- **What to work on**:
From the data below, set down exactly the lines between the one holding "Exercise. Point out each instance of the lamp" and the one holding "Exercise. Point out each instance of the decorative", inclusive, and no others.
BEGIN Data section
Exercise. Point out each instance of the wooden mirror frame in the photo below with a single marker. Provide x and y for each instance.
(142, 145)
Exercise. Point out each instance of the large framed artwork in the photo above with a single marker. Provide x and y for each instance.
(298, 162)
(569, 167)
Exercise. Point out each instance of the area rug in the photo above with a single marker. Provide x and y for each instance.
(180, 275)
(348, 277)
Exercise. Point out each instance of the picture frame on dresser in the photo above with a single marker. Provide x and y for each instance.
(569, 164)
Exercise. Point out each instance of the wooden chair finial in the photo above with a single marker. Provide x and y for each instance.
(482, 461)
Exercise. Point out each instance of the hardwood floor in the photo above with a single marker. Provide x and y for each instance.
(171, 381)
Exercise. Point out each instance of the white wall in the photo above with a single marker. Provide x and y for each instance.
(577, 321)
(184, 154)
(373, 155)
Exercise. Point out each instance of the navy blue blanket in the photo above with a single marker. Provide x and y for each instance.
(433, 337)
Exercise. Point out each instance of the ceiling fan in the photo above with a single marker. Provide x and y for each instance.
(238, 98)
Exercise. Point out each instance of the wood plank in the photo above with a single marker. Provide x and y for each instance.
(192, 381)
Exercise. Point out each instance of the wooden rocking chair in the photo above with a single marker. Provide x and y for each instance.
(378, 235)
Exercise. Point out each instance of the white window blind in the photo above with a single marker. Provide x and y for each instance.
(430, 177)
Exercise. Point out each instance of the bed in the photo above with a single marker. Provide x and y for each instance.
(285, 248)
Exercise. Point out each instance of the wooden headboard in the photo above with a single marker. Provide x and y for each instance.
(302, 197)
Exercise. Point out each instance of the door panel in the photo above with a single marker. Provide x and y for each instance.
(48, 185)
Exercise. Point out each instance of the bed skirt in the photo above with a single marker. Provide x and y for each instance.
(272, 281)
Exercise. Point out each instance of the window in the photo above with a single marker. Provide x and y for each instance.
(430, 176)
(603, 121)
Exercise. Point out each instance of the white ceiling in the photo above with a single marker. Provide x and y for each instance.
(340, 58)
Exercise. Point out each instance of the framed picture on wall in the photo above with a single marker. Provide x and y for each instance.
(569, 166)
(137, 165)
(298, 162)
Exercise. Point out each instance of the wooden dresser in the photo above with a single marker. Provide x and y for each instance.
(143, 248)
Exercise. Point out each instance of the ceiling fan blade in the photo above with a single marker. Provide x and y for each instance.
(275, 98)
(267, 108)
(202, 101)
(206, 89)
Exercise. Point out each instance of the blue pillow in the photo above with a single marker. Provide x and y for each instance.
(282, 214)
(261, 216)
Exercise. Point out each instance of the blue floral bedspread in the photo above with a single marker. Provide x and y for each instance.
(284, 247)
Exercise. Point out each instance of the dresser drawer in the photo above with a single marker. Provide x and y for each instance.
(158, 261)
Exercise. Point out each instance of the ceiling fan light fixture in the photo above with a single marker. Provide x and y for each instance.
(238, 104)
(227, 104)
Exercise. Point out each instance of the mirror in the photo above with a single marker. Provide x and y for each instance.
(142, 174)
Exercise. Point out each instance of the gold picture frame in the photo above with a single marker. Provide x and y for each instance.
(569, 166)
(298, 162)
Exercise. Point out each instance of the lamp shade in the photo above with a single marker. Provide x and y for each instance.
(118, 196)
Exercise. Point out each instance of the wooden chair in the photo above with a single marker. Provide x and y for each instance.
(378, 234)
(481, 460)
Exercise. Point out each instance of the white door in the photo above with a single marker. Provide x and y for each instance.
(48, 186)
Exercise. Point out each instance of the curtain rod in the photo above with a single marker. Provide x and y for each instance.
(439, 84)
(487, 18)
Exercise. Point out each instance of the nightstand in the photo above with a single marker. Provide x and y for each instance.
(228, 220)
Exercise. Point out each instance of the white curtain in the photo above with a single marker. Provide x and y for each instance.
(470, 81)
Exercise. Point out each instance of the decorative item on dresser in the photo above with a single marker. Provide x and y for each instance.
END Data section
BEGIN Data section
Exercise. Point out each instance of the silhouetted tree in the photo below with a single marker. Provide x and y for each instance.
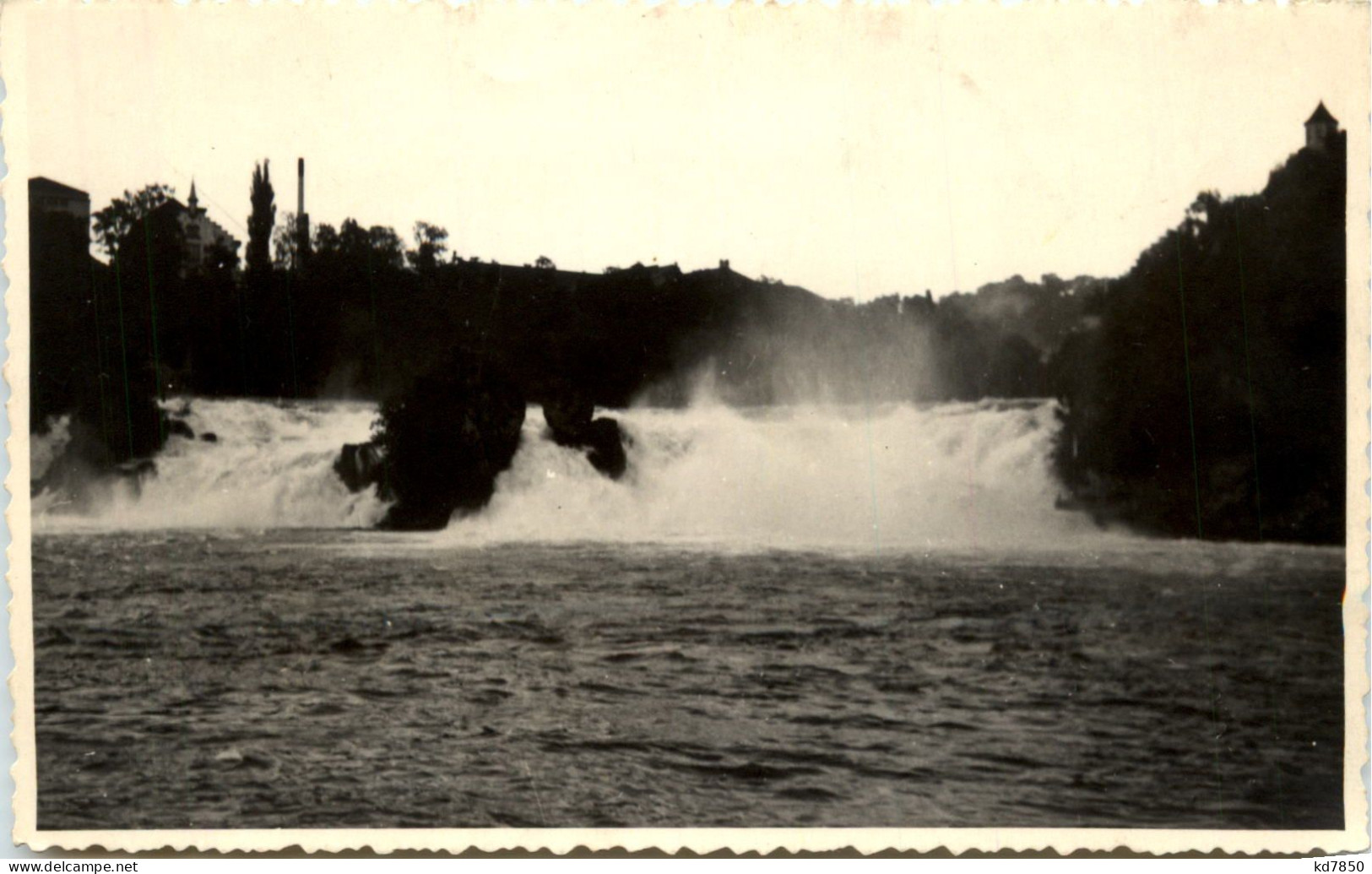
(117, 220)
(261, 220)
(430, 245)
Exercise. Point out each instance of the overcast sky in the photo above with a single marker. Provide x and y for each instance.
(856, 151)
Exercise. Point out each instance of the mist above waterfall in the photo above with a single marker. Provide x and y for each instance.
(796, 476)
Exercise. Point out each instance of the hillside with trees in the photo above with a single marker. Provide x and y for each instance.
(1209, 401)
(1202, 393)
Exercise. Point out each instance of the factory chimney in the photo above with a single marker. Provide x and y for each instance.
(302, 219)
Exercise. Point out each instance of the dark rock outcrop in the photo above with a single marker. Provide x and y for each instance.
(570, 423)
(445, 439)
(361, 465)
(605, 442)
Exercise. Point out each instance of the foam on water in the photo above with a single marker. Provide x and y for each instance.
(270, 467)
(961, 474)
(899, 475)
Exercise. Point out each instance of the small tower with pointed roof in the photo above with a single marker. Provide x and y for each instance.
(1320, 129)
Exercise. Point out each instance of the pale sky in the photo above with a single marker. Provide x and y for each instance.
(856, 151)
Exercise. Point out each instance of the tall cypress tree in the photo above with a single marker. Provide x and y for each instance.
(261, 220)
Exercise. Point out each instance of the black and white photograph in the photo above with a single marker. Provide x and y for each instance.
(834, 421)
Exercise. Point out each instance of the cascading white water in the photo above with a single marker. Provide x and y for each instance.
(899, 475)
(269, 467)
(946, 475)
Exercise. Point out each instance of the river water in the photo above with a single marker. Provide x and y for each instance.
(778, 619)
END Data section
BEGIN Data section
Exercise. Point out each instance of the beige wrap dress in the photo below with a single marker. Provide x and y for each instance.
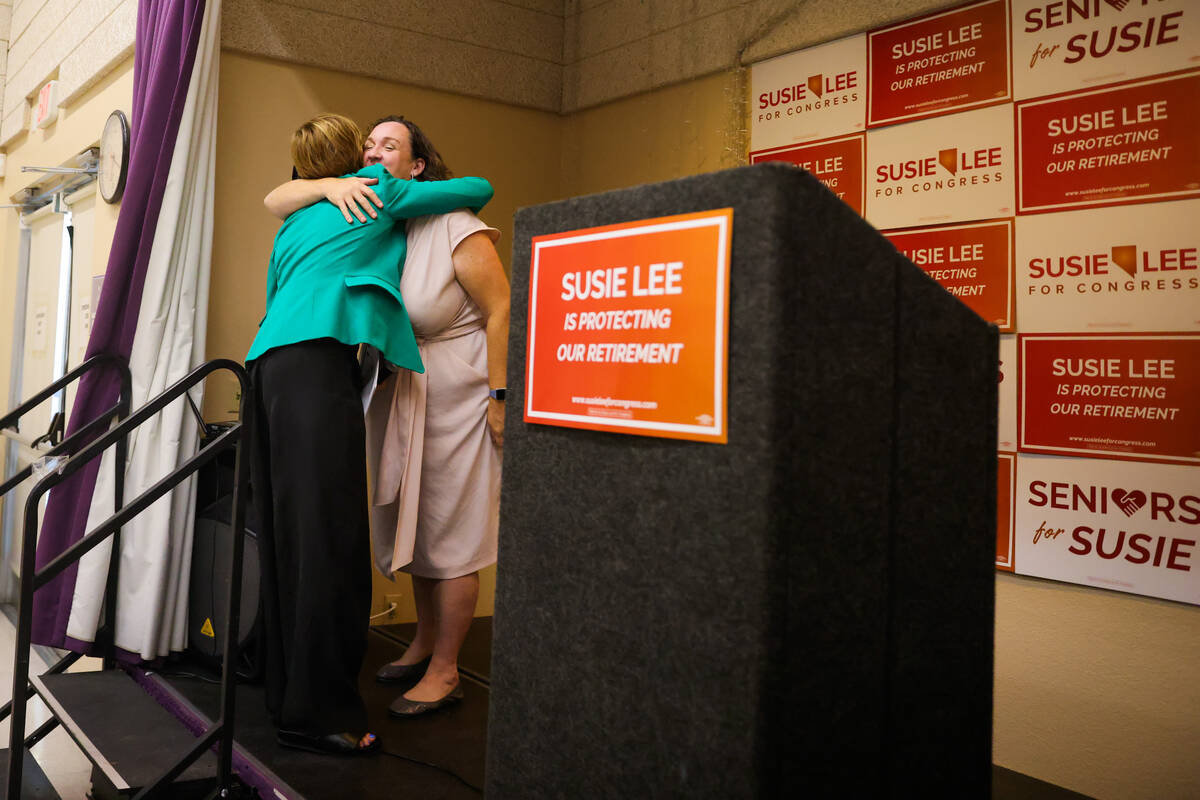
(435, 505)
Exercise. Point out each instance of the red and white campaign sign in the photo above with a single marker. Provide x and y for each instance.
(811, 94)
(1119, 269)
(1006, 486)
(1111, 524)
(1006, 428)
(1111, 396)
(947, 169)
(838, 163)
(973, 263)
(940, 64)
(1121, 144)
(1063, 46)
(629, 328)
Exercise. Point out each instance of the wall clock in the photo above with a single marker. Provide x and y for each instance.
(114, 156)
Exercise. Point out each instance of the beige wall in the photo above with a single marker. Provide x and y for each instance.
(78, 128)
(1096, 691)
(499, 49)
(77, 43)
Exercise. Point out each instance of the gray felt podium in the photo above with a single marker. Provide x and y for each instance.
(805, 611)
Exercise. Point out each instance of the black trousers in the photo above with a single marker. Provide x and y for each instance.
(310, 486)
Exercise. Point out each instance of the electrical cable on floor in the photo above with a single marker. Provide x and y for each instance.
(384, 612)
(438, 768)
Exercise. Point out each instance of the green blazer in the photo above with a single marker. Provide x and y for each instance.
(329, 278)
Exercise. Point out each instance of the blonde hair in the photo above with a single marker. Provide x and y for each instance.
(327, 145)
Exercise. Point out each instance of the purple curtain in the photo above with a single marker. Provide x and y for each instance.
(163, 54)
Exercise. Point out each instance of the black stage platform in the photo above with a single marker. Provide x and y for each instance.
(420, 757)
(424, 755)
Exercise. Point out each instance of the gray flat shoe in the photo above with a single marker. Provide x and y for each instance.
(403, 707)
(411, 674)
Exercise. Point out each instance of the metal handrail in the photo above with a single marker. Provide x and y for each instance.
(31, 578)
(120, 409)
END Data section
- **Solution to this task**:
Exercise. Point out each instance of the lamp shade in the photo above with a single marker. Provide x and y for each instance.
(118, 196)
Exercise. Point out each instance of the wooden chair in the photo above with a single marker. Provide x and y for each instance.
(378, 234)
(481, 460)
Exercise. Point out each instance of the white door in the photo above with a single marker. Provide x and y for each instance.
(48, 186)
Exercise. Point out each instance of the curtain rod in the photo above with a single marker. Provide x and y for each instance.
(439, 84)
(487, 18)
Exercise. Point out each instance of the nightstand in the photo above with a single marker. Provide x and y for each instance.
(228, 220)
Exercise. Point out each instance of the white curtain in the photo above with a single marker. Provide x and y for each instance.
(470, 81)
Exercise. Point out each instance of the decorative item on dresser in the photo above with a single marker. Provide x and y for each instance.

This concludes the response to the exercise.